### [Texte présenté]
La révision constitutionnelle visant l’abaissement du nombre de parlementaires est-elle un acte fort ou Bonapartiste ? Un exemple à méditer pour les pays africains qui réfléchissent à une évolution de leurs institutions.

La réduction du nombre de parlementaires est l’une des mesures promises par Emmanuel Macron. La mesure est officiellement inscrite dans le projet de loi sur la réforme des institutions. Présentée au cours de l’été 2019 en Conseil des ministres par la garde des Sceaux, Nicole Belloubet, elle débouche sur une réduction de 25%, portant à 433 le nombre de députés et à 261 le nombre de sénateurs.

La loi organique implique la suppression de 144 postes de députés et 87 postes de sénateurs, soit approximativement 87 millions d’euros d’économies par an pour l’État.
En période de disette, l’argument n’est pas. Ayant dit cela, on peut se questionner sur les effets de levier sur la démocratie dans l’état actuel de la réforme.

Le 3 juillet 2017 à Versailles, dans son discours prononcé devant le Parlement réuni en Congrès, Emmanuel Macron émettait l’idée d’une réduction d’un tiers du nombre de sénateurs et de députés. Ainsi donc, l’Assemblée nationale devait passer de 577 à 348, le Sénat de 285 à 232 sénateurs.

Cependant, le projet de loi organique de la garde des Sceaux est plus nuancé (433 députés et 261 sénateurs). Début janvier 2018, François de Rugy a émis l’idée d’une réduction légèrement rabotée, faisant passer les effectifs à 403 députés et 244 sénateurs.

### [Matériel extrait]

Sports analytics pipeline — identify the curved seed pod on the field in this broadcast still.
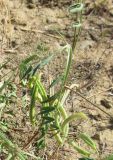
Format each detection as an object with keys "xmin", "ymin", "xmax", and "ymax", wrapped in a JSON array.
[
  {"xmin": 72, "ymin": 21, "xmax": 82, "ymax": 28},
  {"xmin": 79, "ymin": 133, "xmax": 97, "ymax": 151},
  {"xmin": 29, "ymin": 84, "xmax": 38, "ymax": 125},
  {"xmin": 54, "ymin": 131, "xmax": 63, "ymax": 145},
  {"xmin": 69, "ymin": 3, "xmax": 84, "ymax": 13},
  {"xmin": 70, "ymin": 142, "xmax": 91, "ymax": 157}
]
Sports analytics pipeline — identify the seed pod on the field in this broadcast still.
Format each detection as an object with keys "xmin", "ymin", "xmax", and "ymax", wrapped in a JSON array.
[{"xmin": 69, "ymin": 3, "xmax": 84, "ymax": 13}]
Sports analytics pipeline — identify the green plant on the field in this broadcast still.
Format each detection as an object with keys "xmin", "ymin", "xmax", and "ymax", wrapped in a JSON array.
[
  {"xmin": 0, "ymin": 0, "xmax": 97, "ymax": 160},
  {"xmin": 20, "ymin": 1, "xmax": 97, "ymax": 157}
]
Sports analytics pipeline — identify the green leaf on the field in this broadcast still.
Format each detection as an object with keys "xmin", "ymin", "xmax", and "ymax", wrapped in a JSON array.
[
  {"xmin": 103, "ymin": 154, "xmax": 113, "ymax": 160},
  {"xmin": 42, "ymin": 89, "xmax": 63, "ymax": 103},
  {"xmin": 32, "ymin": 55, "xmax": 53, "ymax": 76},
  {"xmin": 21, "ymin": 65, "xmax": 33, "ymax": 79},
  {"xmin": 43, "ymin": 116, "xmax": 54, "ymax": 124},
  {"xmin": 0, "ymin": 132, "xmax": 14, "ymax": 148},
  {"xmin": 49, "ymin": 75, "xmax": 64, "ymax": 88},
  {"xmin": 39, "ymin": 106, "xmax": 55, "ymax": 114}
]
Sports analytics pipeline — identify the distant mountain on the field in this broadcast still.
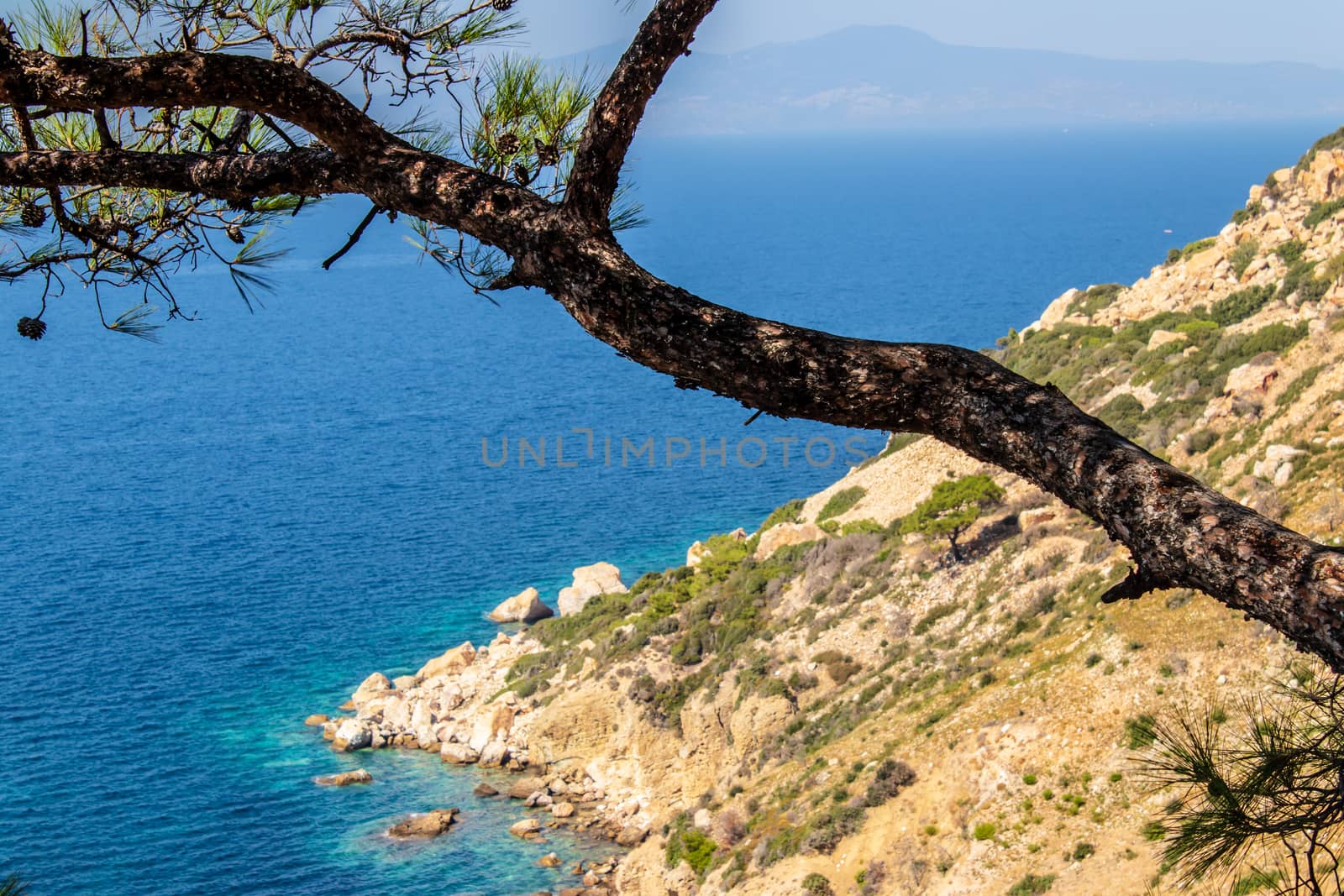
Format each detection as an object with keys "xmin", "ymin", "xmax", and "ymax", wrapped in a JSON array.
[{"xmin": 556, "ymin": 25, "xmax": 1344, "ymax": 133}]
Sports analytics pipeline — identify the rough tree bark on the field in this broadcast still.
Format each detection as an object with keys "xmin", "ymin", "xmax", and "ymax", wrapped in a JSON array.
[{"xmin": 0, "ymin": 0, "xmax": 1344, "ymax": 672}]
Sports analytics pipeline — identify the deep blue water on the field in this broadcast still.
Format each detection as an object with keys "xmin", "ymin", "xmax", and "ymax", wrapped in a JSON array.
[{"xmin": 0, "ymin": 123, "xmax": 1336, "ymax": 896}]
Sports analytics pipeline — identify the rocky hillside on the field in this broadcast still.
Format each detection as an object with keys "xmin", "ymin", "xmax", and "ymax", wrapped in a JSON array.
[{"xmin": 317, "ymin": 132, "xmax": 1344, "ymax": 896}]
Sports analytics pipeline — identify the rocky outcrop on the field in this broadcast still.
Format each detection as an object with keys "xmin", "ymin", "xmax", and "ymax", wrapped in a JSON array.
[
  {"xmin": 387, "ymin": 809, "xmax": 459, "ymax": 840},
  {"xmin": 753, "ymin": 522, "xmax": 827, "ymax": 560},
  {"xmin": 685, "ymin": 527, "xmax": 748, "ymax": 569},
  {"xmin": 415, "ymin": 641, "xmax": 475, "ymax": 681},
  {"xmin": 489, "ymin": 589, "xmax": 555, "ymax": 623},
  {"xmin": 349, "ymin": 672, "xmax": 392, "ymax": 710},
  {"xmin": 332, "ymin": 719, "xmax": 374, "ymax": 752},
  {"xmin": 313, "ymin": 768, "xmax": 374, "ymax": 787},
  {"xmin": 508, "ymin": 818, "xmax": 542, "ymax": 838},
  {"xmin": 556, "ymin": 563, "xmax": 627, "ymax": 616}
]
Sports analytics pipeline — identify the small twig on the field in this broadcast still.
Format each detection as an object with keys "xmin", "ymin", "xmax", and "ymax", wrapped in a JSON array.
[{"xmin": 323, "ymin": 206, "xmax": 383, "ymax": 270}]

### [Consigne]
Recopiez mot pour mot l'intégralité du texte sur la réduction du nombre de parlementaires. Ce matériel est distinct du texte et n'a aucun lien avec lui.

### [Solution proposée]
La révision constitutionnelle visant l’abaissement du nombre de parlementaires est-elle un acte fort ou Bonapartiste ? Un exemple à méditer pour les pays africains qui réfléchissent à une évolution de leurs institutions.

La réduction du nombre de parlementaires est l’une des mesures promises par Emmanuel Macron. La mesure est officiellement inscrite dans le projet de loi sur la réforme des institutions. Présentée au cours de l’été 2019 en Conseil des ministres par la garde des Sceaux, Nicole Belloubet, elle débouche sur une réduction de 25%, portant à 433 le nombre de députés et à 261 le nombre de sénateurs.

La loi organique implique la suppression de 144 postes de députés et 87 postes de sénateurs, soit approximativement 87 millions d’euros d’économies par an pour l’État.
En période de disette, l’argument n’est pas. Ayant dit cela, on peut se questionner sur les effets de levier sur la démocratie dans l’état actuel de la réforme.

Le 3 juillet 2017 à Versailles, dans son discours prononcé devant le Parlement réuni en Congrès, Emmanuel Macron émettait l’idée d’une réduction d’un tiers du nombre de sénateurs et de députés. Ainsi donc, l’Assemblée nationale devait passer de 577 à 348, le Sénat de 285 à 232 sénateurs.

Cependant, le projet de loi organique de la garde des Sceaux est plus nuancé (433 députés et 261 sénateurs). Début janvier 2018, François de Rugy a émis l’idée d’une réduction légèrement rabotée, faisant passer les effectifs à 403 députés et 244 sénateurs.